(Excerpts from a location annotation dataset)
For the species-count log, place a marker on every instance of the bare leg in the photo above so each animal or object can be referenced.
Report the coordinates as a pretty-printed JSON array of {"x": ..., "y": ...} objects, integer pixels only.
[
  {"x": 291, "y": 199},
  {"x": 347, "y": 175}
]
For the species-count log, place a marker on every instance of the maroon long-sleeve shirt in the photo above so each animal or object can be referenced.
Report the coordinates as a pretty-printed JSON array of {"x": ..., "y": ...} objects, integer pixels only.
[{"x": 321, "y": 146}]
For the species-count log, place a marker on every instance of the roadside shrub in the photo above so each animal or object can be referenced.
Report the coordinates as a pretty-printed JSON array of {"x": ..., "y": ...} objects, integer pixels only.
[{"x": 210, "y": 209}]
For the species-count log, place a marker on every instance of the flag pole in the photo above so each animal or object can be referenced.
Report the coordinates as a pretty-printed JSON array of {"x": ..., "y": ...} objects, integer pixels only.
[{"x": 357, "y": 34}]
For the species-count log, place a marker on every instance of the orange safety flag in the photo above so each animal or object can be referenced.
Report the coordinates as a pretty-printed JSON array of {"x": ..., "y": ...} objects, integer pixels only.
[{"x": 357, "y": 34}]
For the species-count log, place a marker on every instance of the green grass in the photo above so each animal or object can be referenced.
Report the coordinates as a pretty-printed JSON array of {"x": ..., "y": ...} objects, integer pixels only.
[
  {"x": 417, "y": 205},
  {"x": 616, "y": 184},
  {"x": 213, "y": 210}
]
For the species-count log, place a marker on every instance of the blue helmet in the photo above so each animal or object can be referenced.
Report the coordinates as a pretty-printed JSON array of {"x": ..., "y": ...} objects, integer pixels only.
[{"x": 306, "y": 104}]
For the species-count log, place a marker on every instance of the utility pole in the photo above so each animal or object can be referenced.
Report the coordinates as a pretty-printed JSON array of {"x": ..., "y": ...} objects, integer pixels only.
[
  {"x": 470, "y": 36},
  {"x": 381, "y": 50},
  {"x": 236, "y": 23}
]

> **JOB**
Please lay out every line of the listing above as a numbered list, skipping any blank lines.

> **PROBLEM SOLUTION**
1. For the species-count log, place a marker on every instance of the bare leg in the photo above so each animal or object can be referenced.
2. Report the coordinates as a pretty-printed JSON array of {"x": ..., "y": ...} objects, integer pixels only.
3. [
4.   {"x": 291, "y": 199},
5.   {"x": 347, "y": 175}
6. ]
7. For the species-count log, place a marker on every instance of the maroon long-sleeve shirt in the photo above so each animal or object can be referenced.
8. Report the coordinates as a pretty-printed JSON array of {"x": ..., "y": ...} objects, integer pixels only.
9. [{"x": 321, "y": 146}]
10. For the species-count log, place a marker on every instance of the roadside shrub in the photo above so each animal or object can be referenced.
11. Report the coordinates as a pretty-printed JSON array of {"x": ..., "y": ...} objects, integer pixels only.
12. [{"x": 210, "y": 209}]
13. For the species-count log, place a marker on every instance of the flag pole in the photo above so each animal or object can be referenced.
14. Report the coordinates as a pretty-printed JSON array of {"x": ..., "y": ...} objects, integer pixels only.
15. [{"x": 357, "y": 34}]
16. For the species-count log, place a marker on every instance of the orange safety flag in the photo above so each animal or object can be referenced.
17. Report the coordinates as a pretty-printed JSON array of {"x": ..., "y": ...} objects, integer pixels only.
18. [{"x": 357, "y": 34}]
19. For the species-count log, place a marker on every instance of the green grass in the photo above so each animal or object can be referenced.
20. Report the coordinates as a pretty-printed JSON array of {"x": ..., "y": ...} objects, integer pixels only.
21. [
22.   {"x": 417, "y": 205},
23.   {"x": 616, "y": 184},
24.   {"x": 213, "y": 210}
25. ]
26. For the species-count log, place a marker on every instance of the blue helmet in the photo above so each animal or object can be referenced.
27. Report the coordinates as a pretty-printed JSON array of {"x": ..., "y": ...} objects, integer pixels only.
28. [{"x": 306, "y": 104}]
29. For the species-count log, place a marker on every instance of the utility pole in the photo above so each animal or object can be referenced.
30. Report the coordinates as a pretty-printed JSON array of {"x": ..., "y": ...} objects, integer pixels only.
31. [
32.   {"x": 470, "y": 36},
33.   {"x": 381, "y": 50},
34.   {"x": 236, "y": 23}
35. ]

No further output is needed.